> Required work:
In the passage below about debugging industrial equipment, copy the section that begins at "As a software" and ends after "isn’t flawed, too?".

> Quoted passage:
┄┄┄┄┄┄

As a software & electrical engineer, a major part of Nick Johnson’s job is figuring out why some aspect of the complex controlling hardware & software that’s used by industrial-sized equipment isn’t working exactly as it should. Personally, I couldn’t imagine debugging such a beast. Sure, there are plenty of sensors and log files, but they only paint a partial picture: who’s to say the recording equipment isn’t flawed, too?

Thankfully, there are plenty of folks like Nick who actually enjoy the challenge. One of Nick’s most recent assignments was figuring out why the timing on an automated sorting device kept getting thrown off. After several days of analysis, Nick finally isolated the problem to an incorrect speed variation on a particular motor that was responsible for pushing a rod back and forth. The question that remained, of course, was “why?”

As is the norm in situations like this, Nick spent the next few days constructing an elaborate test rig. He ended up with a mostly unmodified subassembly that incorporated a handful of additional sensors and a whole lot of code to monitor the rig. It was all connected to a testing PC through a National Instruments DAQ card over a RS-232 link. Late one Friday evening, he turned on the rig and left it over the weekend.

┄┄┄┄┄┄

> Entries supplied:

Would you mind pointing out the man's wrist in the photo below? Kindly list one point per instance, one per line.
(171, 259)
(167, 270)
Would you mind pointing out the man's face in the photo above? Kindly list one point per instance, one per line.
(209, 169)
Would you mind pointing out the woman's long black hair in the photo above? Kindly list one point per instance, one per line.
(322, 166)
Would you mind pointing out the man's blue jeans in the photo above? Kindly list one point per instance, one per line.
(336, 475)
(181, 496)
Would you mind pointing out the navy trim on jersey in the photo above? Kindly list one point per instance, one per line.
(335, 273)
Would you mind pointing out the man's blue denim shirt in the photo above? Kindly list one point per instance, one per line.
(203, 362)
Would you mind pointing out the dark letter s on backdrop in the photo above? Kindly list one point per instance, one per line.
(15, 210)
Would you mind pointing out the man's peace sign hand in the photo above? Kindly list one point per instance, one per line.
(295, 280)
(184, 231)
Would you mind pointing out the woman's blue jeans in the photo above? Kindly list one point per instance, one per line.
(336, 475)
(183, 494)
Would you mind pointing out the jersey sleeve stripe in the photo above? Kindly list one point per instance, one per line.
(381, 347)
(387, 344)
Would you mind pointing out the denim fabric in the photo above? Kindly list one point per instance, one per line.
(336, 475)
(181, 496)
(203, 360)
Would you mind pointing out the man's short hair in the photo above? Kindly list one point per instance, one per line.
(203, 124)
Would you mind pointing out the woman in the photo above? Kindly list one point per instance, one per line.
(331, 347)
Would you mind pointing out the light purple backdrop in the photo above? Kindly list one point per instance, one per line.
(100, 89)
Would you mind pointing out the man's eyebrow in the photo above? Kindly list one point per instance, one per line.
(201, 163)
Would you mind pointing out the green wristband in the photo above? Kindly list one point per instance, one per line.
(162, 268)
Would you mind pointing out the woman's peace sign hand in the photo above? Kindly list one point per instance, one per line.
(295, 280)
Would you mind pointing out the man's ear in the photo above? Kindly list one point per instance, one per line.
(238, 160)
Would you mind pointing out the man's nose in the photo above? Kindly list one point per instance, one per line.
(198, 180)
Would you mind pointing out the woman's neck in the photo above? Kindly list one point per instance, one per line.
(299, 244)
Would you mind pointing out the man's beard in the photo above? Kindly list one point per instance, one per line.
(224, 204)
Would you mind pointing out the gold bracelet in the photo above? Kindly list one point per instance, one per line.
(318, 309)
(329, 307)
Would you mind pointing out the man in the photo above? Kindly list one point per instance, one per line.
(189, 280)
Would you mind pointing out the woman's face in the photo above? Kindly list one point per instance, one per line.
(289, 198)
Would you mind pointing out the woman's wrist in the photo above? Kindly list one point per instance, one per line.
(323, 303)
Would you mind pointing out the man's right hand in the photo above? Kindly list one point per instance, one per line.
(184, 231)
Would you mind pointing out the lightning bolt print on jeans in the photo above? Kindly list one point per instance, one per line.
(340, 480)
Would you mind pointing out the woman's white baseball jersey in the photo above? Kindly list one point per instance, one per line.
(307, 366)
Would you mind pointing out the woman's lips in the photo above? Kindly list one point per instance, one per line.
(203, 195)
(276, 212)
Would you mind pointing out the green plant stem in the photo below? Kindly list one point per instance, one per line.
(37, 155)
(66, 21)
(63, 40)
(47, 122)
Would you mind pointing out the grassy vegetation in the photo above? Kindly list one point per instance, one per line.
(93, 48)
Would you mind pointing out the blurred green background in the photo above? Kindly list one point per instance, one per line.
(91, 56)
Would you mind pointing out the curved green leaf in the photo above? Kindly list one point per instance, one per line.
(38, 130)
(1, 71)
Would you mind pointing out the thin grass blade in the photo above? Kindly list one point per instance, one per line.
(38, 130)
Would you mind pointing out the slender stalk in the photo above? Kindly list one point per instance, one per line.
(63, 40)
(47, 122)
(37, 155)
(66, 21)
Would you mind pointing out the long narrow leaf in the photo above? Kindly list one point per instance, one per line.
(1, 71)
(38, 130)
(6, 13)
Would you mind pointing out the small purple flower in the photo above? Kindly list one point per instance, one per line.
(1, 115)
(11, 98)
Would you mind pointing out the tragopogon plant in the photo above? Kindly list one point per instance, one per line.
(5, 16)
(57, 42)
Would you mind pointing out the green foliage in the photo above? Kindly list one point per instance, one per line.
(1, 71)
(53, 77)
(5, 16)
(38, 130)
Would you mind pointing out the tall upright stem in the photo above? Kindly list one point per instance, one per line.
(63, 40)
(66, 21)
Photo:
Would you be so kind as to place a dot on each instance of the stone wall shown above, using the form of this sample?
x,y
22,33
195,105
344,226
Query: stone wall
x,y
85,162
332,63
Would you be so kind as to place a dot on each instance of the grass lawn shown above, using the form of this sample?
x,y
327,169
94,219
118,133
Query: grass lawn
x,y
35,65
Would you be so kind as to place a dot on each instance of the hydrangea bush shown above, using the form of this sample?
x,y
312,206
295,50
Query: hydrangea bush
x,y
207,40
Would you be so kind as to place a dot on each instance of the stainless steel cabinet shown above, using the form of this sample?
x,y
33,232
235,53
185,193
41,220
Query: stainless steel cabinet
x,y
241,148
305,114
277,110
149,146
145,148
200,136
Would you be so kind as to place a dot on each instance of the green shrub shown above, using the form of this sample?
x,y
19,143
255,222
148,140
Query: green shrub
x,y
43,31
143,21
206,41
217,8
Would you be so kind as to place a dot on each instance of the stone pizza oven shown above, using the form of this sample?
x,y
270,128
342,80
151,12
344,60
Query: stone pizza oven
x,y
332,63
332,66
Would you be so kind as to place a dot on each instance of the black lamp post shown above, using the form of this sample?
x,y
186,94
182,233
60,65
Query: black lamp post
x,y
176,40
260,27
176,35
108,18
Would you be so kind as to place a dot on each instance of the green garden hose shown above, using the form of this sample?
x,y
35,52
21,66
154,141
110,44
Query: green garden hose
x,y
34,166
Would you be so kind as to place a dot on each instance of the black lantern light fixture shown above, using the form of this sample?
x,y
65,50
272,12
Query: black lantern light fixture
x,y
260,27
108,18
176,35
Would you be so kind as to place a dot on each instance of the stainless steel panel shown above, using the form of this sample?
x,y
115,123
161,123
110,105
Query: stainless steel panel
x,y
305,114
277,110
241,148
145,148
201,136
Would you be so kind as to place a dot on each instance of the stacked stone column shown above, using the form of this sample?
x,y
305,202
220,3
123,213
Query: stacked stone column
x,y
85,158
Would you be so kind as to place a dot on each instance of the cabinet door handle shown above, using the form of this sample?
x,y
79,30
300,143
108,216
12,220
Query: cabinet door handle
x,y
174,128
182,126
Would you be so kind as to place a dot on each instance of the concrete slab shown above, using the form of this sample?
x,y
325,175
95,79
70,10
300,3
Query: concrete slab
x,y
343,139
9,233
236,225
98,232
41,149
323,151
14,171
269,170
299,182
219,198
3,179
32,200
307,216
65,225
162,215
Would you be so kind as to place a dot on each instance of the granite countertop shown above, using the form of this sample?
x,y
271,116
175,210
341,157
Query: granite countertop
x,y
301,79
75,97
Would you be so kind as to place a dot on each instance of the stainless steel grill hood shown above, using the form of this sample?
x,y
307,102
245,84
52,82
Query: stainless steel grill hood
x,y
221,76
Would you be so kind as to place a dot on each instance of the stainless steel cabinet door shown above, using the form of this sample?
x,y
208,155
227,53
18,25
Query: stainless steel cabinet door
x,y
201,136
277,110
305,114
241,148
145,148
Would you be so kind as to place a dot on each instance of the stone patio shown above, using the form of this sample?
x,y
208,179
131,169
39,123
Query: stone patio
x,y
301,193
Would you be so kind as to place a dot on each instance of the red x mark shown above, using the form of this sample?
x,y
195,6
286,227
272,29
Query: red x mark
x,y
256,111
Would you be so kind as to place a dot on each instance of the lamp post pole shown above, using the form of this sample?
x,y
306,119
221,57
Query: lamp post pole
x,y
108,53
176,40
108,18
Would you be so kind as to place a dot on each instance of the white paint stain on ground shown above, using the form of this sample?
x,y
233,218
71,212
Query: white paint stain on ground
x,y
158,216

┄┄┄┄┄┄

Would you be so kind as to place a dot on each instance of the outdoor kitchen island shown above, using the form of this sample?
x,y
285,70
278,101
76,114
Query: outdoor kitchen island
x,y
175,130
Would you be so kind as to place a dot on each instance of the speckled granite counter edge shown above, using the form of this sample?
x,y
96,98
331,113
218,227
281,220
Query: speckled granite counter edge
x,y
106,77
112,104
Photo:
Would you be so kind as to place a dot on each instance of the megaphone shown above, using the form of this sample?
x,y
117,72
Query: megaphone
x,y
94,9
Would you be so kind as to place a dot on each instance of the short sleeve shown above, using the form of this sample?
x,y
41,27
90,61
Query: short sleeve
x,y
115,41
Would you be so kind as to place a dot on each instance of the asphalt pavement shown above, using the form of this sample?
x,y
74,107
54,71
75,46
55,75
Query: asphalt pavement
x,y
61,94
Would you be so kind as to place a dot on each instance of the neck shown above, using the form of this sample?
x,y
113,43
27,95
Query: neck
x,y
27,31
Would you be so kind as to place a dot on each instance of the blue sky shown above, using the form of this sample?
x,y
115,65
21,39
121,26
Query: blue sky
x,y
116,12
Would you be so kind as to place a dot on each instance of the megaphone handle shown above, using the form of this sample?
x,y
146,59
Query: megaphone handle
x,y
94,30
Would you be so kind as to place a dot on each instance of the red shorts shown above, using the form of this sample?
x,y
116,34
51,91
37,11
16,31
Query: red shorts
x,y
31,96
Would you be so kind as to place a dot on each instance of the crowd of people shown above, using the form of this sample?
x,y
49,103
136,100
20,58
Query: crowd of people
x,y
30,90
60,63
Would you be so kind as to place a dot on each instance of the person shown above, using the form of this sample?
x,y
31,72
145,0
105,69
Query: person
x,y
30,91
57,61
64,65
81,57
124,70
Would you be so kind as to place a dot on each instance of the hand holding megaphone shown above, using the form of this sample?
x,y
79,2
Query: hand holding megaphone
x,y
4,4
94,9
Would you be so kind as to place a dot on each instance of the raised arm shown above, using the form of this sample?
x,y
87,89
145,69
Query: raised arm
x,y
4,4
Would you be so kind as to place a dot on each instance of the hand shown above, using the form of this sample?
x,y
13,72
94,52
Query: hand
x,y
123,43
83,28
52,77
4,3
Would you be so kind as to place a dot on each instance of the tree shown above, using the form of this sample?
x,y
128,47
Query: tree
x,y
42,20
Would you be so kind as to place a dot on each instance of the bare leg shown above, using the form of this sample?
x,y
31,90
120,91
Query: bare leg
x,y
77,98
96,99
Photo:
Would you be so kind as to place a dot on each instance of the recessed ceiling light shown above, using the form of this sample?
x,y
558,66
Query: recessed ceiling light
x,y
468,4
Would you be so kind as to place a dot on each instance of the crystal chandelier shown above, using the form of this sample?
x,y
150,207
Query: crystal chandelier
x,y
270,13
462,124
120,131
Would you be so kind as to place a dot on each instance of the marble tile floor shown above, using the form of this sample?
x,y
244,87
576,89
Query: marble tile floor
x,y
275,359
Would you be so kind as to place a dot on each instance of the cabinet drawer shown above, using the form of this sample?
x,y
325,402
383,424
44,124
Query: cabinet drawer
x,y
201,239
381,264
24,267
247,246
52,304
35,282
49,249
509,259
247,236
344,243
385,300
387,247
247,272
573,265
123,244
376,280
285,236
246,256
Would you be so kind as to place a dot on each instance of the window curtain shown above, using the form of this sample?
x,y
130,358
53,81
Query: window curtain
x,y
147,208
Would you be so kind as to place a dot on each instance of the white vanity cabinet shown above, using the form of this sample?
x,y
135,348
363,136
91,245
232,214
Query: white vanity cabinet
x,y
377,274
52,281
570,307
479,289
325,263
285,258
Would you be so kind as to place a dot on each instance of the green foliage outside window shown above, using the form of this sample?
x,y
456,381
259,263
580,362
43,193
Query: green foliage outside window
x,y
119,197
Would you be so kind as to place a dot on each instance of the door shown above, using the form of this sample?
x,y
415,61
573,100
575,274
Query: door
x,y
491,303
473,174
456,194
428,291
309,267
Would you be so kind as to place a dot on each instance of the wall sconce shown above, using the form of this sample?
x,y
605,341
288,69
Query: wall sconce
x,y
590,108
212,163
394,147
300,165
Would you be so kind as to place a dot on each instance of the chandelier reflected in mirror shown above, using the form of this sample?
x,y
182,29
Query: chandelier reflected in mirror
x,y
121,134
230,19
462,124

┄┄┄┄┄┄

> Reply:
As a software & electrical engineer, a major part of Nick Johnson’s job is figuring out why some aspect of the complex controlling hardware & software that’s used by industrial-sized equipment isn’t working exactly as it should. Personally, I couldn’t imagine debugging such a beast. Sure, there are plenty of sensors and log files, but they only paint a partial picture: who’s to say the recording equipment isn’t flawed, too?